▶ **Records for this exercise**

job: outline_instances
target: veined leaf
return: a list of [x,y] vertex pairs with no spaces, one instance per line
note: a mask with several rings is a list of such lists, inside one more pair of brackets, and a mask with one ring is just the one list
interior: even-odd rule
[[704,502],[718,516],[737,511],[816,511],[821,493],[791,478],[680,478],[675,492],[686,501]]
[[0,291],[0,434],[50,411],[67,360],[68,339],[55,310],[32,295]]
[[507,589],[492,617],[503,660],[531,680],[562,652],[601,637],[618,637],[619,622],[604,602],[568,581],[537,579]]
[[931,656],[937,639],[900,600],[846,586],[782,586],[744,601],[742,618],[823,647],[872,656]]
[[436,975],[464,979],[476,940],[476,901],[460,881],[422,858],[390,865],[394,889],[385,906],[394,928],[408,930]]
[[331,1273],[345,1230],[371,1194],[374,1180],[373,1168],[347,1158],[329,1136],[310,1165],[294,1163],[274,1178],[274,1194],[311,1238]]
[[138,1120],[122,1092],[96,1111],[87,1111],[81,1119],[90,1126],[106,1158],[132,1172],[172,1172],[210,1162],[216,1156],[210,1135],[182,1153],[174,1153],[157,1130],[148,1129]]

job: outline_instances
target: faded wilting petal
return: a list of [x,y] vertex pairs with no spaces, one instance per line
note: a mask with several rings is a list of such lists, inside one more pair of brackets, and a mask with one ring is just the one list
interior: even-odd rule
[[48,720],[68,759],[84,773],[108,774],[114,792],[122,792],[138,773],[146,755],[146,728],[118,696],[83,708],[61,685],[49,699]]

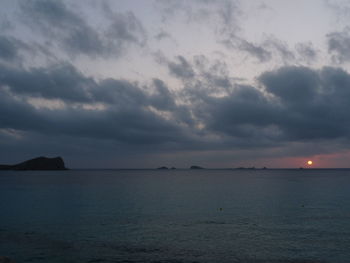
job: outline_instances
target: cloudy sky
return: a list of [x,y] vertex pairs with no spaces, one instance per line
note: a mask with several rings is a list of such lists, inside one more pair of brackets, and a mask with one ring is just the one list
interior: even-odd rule
[[0,163],[350,166],[349,1],[0,6]]

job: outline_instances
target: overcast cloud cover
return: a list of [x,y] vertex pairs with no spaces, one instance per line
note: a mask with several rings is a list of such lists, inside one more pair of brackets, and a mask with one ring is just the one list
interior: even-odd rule
[[0,163],[349,166],[347,1],[0,5]]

▶ **Requirement**
Whenever you reach a picture, pass over it; print all the other material exactly.

▶ **Task output**
job: outline_instances
target: veined leaf
return: a list of [x,y] vertex pairs with no spaces, one instance per line
note: a mask with several rings is a list of such lists, inside one more pair of brackets, and a mask with one ring is just the one list
interior: even-odd rule
[[704,502],[718,516],[737,511],[816,511],[821,493],[791,478],[680,478],[675,492],[686,501]]
[[0,291],[0,434],[50,411],[67,360],[68,339],[55,310],[32,295]]
[[507,589],[492,617],[503,660],[531,680],[562,652],[601,637],[618,637],[619,622],[604,602],[568,581],[537,579]]
[[931,656],[937,639],[900,600],[846,586],[782,586],[744,601],[742,618],[823,647],[872,656]]
[[436,975],[464,979],[476,940],[476,901],[460,881],[422,858],[390,865],[394,889],[385,906],[394,928],[408,930]]
[[331,1273],[345,1230],[371,1194],[374,1180],[373,1168],[347,1158],[329,1136],[310,1165],[294,1163],[274,1178],[274,1194],[311,1238]]
[[138,1120],[122,1092],[96,1111],[87,1111],[81,1119],[90,1126],[106,1158],[132,1172],[172,1172],[210,1162],[216,1156],[210,1135],[182,1153],[174,1153],[157,1130],[148,1129]]

job: outline_instances
target: faded wilting petal
return: a list of [x,y] vertex pairs with no spaces, one instance per line
note: a mask with several rings is a list of such lists, inside one more pair of brackets, and a mask with one ring is just the one list
interior: even-odd rule
[[48,720],[68,759],[84,773],[108,774],[114,792],[122,792],[138,773],[146,755],[146,728],[118,696],[83,708],[61,685],[49,699]]

job: outline_instances
target: cloudy sky
return: a list of [x,y] vertex pairs with no spaces, one instance per line
note: a mask with several rings is a list of such lists, inside one more pair of brackets, and a mask with one ring is just the one list
interior: even-odd rule
[[0,163],[350,166],[349,1],[0,6]]

job: outline_instances
target: overcast cloud cover
return: a list of [x,y] vertex pairs with no spaces, one instance per line
note: a mask with several rings is a list of such lists, inside one more pair of brackets, and a mask with one ring is just the one list
interior: even-odd rule
[[0,163],[349,166],[347,1],[0,5]]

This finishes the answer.